Source text:
= Beginning of Section =

Friday, November 19, 2021

There's a lot to be said about the USCCB's Eucharist confab.

But I will leave most of that to Amy Welborn.

Were there really some Catholics on Twitter accusing Archbishop Jose Gomez of dog-whistling for "White Nationalism"? For saying this?

Archbishop Ireland believed deeply in what Reverend Martin Luther King and others have called the “American creed” — the belief expressed in our founding documents, that all men and women are created equal and endowed with sacred dignity, a transcendent destiny, and rights that must never be denied.

Yep, I can hear Charlottesville Tikists cheering from here. 

There's nothing they love more than hearing a Mexican-born immigration advocate quote MLK Jr.


But of course there were Catholics spitting outrage. I'm not looking for them, but there's no shortage of prominent [adjust values of "prominent" for being a Catholic twitterer] ones who have merged politics with faith who could say such things.

Keep talking--there are few things that make the Faith more toxic than cloaking your politics in its dead, flayed flesh.

= End of Section =

Tasks and exercises:
1. Summarize the blog post above in two sentences.
2. According to the passage quoted in the blog post, who believed deeply in the "American creed"?

Record set:
= Beginning of Section =

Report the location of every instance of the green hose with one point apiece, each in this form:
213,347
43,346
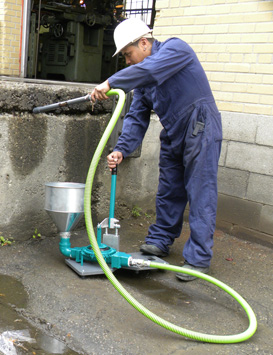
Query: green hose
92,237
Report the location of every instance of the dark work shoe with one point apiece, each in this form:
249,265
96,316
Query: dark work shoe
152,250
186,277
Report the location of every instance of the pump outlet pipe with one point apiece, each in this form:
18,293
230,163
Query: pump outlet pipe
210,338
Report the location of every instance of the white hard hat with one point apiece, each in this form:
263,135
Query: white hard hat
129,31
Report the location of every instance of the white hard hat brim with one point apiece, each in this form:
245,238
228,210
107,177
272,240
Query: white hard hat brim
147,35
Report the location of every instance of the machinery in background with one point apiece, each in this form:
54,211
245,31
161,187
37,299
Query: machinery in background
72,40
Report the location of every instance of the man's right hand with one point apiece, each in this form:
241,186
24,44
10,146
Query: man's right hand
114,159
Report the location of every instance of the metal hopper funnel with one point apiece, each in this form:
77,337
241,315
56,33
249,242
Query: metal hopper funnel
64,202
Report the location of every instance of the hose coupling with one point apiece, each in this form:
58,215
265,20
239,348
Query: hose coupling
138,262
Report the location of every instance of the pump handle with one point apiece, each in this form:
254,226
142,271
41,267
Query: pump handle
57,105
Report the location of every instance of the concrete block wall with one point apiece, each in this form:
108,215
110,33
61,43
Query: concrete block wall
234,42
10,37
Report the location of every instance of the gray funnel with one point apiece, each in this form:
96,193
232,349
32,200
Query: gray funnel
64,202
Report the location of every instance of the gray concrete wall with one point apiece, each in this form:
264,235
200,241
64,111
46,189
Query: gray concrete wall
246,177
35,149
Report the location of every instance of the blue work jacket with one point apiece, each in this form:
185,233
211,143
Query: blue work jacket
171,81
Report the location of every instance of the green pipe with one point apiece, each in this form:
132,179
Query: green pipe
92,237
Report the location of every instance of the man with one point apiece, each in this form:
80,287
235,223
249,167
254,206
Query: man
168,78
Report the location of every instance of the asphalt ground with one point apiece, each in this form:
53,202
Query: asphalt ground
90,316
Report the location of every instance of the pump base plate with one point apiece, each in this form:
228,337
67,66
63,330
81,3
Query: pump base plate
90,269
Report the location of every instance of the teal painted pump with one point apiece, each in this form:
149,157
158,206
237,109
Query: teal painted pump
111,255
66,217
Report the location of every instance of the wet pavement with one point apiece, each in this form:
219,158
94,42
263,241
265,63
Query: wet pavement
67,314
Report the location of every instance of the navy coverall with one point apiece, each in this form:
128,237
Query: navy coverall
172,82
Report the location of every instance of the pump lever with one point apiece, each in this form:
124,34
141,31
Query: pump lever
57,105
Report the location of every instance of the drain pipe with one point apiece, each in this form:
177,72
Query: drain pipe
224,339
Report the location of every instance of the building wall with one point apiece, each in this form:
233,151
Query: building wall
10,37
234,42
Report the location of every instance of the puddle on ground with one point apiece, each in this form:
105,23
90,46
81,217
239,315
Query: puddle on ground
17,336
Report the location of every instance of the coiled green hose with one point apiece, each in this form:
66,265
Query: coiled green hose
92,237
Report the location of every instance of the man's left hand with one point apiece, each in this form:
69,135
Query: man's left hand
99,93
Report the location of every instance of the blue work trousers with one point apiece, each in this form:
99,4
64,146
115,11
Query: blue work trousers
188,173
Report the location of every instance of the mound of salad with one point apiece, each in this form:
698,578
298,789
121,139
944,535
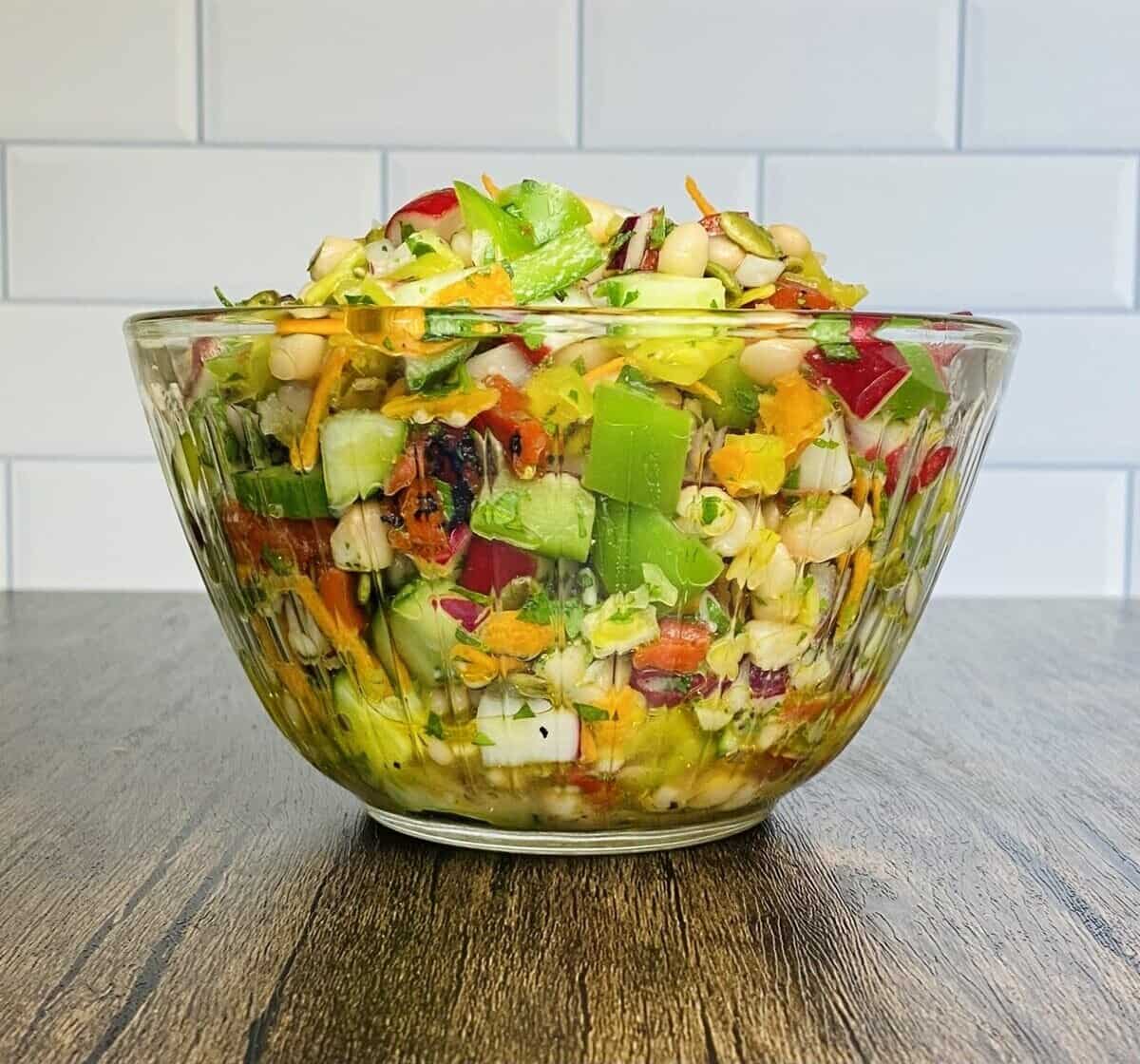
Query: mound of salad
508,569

= End of Section =
= Beginning of Section =

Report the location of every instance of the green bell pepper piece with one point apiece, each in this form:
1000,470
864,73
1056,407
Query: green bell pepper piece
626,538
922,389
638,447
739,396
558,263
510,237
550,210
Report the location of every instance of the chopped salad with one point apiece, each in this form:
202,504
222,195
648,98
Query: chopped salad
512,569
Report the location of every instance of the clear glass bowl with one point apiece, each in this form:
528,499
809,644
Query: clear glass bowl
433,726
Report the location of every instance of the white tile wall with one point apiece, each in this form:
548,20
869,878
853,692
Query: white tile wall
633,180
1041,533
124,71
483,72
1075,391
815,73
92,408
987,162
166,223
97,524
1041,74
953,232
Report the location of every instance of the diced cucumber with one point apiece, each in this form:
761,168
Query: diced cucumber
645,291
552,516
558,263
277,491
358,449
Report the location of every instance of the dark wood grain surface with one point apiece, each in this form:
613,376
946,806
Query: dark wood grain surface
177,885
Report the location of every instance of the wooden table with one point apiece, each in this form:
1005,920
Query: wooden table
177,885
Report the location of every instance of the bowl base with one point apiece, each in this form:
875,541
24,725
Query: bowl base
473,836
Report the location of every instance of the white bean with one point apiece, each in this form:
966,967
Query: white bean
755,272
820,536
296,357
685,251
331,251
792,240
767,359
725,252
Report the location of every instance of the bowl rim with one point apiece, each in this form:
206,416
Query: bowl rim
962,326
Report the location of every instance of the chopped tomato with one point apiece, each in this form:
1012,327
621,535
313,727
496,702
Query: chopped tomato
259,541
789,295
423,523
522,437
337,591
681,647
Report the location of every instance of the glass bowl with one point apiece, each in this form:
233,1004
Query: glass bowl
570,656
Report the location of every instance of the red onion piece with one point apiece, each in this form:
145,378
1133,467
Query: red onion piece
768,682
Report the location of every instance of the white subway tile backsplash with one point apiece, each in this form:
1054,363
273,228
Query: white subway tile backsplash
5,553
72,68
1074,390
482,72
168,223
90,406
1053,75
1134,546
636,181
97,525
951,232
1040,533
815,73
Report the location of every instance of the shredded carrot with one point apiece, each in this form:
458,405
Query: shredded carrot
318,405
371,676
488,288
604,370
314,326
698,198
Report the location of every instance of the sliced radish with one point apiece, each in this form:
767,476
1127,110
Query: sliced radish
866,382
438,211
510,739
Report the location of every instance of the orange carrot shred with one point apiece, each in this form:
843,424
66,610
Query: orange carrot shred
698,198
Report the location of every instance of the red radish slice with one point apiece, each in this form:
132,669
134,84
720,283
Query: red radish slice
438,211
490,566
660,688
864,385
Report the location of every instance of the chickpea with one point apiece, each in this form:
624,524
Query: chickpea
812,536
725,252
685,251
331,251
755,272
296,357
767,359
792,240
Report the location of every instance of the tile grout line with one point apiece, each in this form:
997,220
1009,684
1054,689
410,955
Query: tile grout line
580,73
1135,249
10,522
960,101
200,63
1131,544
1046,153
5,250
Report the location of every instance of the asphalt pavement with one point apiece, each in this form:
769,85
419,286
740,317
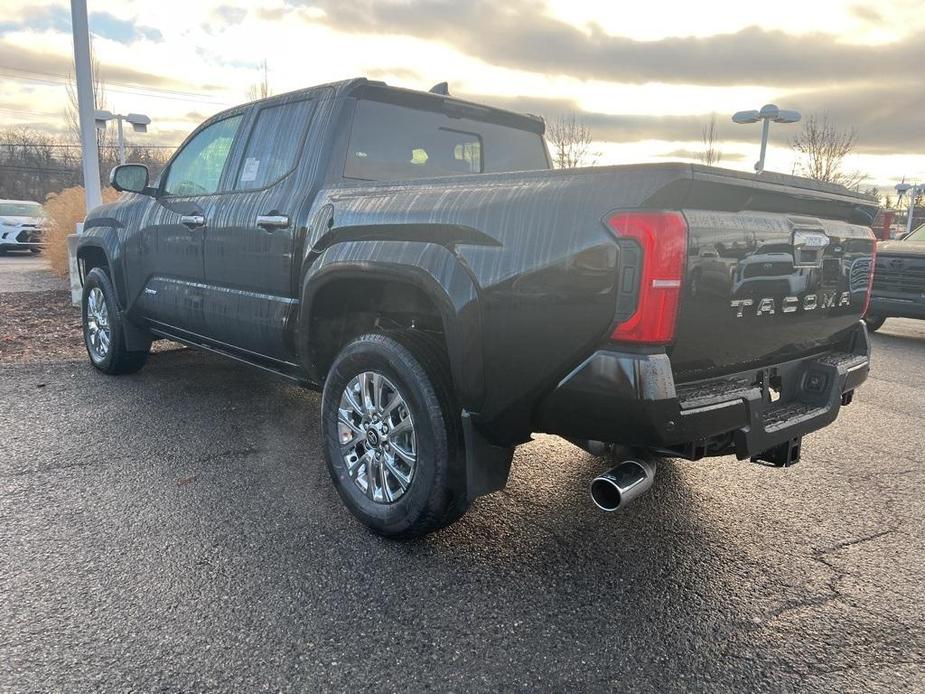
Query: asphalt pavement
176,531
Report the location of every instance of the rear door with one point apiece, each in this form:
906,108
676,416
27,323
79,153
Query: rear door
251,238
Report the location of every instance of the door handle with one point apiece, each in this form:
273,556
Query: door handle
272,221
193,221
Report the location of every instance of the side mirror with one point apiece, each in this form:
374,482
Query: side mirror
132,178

= End of Section =

Answers by item number:
1. The post leaves most comment on the USCCB's Eucharist gathering to Amy Welborn and asks whether some Catholics on Twitter really accused Archbishop Jose Gomez of dog-whistling for "White Nationalism" over a passage on the "American creed" that Martin Luther King and others described. It ridicules that charge and criticizes Catholics who merge politics with faith, saying few things make the Faith more toxic than cloaking one's politics in it.

2. Archbishop Ireland.